=== DIRECTIONS ===
Which lines in the entries below contain the string "grille"? Pull out each of those lines and copy it unchanged.

=== EXERCISE MATERIAL ===

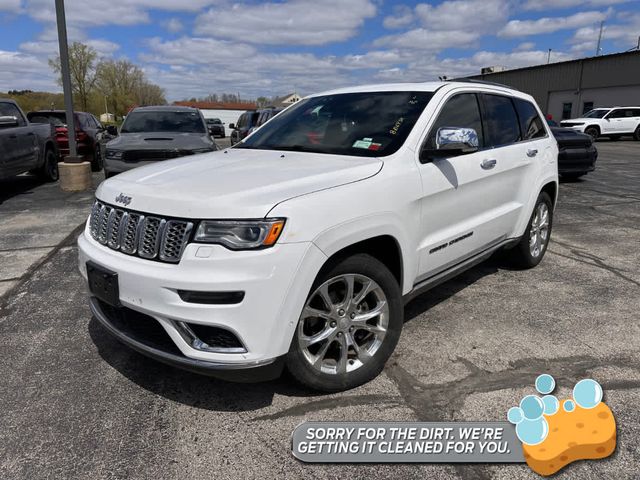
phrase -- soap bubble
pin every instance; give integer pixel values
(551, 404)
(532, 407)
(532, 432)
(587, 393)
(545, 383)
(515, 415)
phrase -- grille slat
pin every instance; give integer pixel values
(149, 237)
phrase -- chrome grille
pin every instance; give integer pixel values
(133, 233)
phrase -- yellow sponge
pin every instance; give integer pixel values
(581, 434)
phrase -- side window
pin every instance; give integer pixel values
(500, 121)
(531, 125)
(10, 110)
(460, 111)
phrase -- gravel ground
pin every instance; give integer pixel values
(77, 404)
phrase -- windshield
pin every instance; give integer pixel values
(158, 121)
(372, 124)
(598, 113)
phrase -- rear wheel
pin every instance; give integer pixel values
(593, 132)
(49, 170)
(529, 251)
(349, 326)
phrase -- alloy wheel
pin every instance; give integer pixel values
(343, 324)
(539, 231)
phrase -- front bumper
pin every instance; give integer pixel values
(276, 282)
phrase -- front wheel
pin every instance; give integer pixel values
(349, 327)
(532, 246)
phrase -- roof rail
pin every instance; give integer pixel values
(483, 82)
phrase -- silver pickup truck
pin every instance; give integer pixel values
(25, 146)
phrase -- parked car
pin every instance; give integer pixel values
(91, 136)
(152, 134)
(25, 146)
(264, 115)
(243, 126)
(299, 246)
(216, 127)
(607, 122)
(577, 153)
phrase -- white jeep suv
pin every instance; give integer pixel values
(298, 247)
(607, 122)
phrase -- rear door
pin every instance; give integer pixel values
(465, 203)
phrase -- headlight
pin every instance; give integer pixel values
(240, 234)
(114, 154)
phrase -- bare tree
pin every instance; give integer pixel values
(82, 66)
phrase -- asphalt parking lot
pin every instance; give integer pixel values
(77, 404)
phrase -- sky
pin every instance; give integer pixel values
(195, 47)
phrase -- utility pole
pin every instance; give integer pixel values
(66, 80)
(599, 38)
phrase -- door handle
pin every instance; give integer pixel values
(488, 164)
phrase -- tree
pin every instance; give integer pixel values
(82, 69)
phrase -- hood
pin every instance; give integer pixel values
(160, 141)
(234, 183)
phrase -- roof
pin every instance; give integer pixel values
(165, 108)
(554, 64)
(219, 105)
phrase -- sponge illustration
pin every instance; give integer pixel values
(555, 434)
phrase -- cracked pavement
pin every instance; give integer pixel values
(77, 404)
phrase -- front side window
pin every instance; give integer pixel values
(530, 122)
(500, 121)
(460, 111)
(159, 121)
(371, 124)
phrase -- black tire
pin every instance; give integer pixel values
* * *
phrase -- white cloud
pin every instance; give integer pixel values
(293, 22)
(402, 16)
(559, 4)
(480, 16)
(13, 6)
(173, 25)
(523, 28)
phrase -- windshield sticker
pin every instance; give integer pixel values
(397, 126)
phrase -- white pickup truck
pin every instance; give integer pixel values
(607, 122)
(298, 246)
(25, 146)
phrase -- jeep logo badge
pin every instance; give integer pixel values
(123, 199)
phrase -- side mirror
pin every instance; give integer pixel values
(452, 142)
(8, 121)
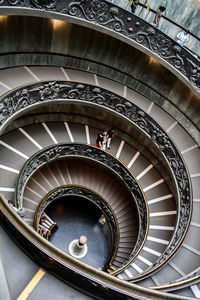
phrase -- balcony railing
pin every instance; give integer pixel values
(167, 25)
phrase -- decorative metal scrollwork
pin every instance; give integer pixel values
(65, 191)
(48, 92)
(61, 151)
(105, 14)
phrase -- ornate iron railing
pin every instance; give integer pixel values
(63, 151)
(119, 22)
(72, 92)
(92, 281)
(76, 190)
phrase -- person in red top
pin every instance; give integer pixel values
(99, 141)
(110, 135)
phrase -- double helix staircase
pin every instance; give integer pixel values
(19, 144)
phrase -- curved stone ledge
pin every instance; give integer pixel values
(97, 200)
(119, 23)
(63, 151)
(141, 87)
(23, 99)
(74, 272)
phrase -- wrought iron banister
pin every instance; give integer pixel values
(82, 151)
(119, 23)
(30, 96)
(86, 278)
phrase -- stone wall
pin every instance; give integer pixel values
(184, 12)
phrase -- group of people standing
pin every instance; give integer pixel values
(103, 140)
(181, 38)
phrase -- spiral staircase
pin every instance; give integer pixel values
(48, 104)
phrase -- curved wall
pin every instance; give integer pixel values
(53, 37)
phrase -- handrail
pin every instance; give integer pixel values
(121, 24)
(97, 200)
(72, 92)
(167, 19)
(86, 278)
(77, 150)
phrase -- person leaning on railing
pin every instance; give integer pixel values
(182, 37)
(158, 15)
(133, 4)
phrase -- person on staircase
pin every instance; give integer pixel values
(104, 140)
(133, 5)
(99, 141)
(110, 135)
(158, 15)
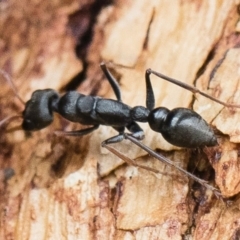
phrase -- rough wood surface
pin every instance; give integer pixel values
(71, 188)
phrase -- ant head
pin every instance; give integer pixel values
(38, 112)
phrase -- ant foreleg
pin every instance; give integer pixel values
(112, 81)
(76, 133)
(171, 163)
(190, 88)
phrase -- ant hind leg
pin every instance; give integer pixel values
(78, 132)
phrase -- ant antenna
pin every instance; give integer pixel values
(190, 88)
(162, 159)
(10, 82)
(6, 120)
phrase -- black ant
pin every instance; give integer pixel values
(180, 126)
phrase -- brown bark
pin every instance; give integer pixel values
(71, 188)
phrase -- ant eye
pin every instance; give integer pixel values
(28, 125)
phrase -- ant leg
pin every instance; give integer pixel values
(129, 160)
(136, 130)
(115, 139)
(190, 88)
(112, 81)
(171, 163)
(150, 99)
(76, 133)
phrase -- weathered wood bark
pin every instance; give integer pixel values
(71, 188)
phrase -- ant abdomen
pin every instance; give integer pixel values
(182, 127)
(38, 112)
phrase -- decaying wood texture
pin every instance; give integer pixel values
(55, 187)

=== FULL ANSWER ===
phrase -- grille slat
phrase -- chrome grille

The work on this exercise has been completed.